> **SET PROBLEM**
Decide whether each statement agrees with the inclined plane text, and answer yes or no with the exact words from the text that settle it. 1. Using a ramp lowers the force needed but makes the pulling distance longer. 2. The gravitational field acts parallel to the surface of the Earth. 3. The mechanical advantage of an inclined plane equals the length of the plane divided by the height.

> **SUPPLIED TEXT**
· · ·
Inclined plane

Figure 1: A ramp that is used to make it easier to lift an object up the stairs, using the idea of mechanical advantage.[1]

Inclined planes, also referred to as ramps, are a type of simple machine which manipulate the direction and magnitude of a force.[2] Inclined planes, like all other simple machines, use mechanical advantage which is the ratio of the output force to the applied force.

Ramps are used in many scenarios, and are used to make work against gravity easier (since the force decreases). Since the gravitational field acts perpendicular to the surface of the Earth, objects need energy in order to raise it a certain height. This is known as giving the object gravitational potential energy, which depends on the mass of the object, and how high it needs to go (and, oddly, what planet it's on).

Imagine trying to lift a boat out of the water onto land that is higher than the water. To lift it straight up would be a daunting task, so the use of ramps is common practice for such scenarios. The force required to lift the boat to land is considerably less, but the distance needed to pull the boat is much longer.[3]

Mechanical advantage in ramps

Figure 2: The mechanical advantage of an inclined plane, equal to the length of the plane divided by the height.[2]

The mechanical advantage for a ramp is the ratio of the force applied to the output force. By conservation of energy, the mechanical advantage can be expressed in terms of the distance traveled. Seen in Figure 2, the ideal mechanical advantage for an inclined plane is simply [math]L/h[/math] where L is the length of the plane, and h is the height.
· · ·
> **PROVIDED MATERIAL**
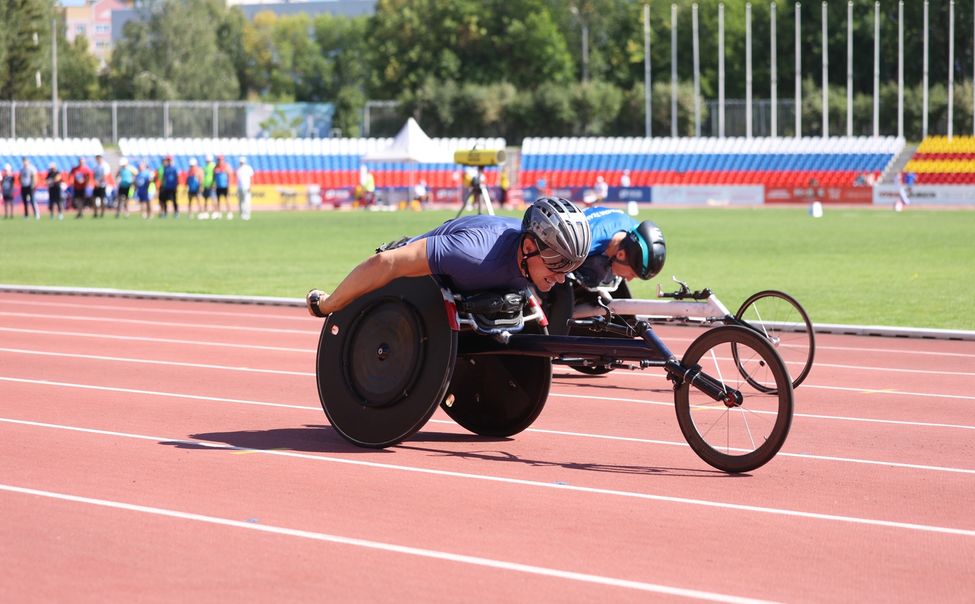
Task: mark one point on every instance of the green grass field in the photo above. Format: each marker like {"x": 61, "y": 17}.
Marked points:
{"x": 853, "y": 266}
· · ·
> **FULL SOLUTION**
1. Yes: "The force required to lift the boat to land is considerably less, but the distance needed to pull the boat is much longer."
2. No: "the gravitational field acts perpendicular to the surface of the Earth"
3. Yes: "The mechanical advantage of an inclined plane, equal to the length of the plane divided by the height."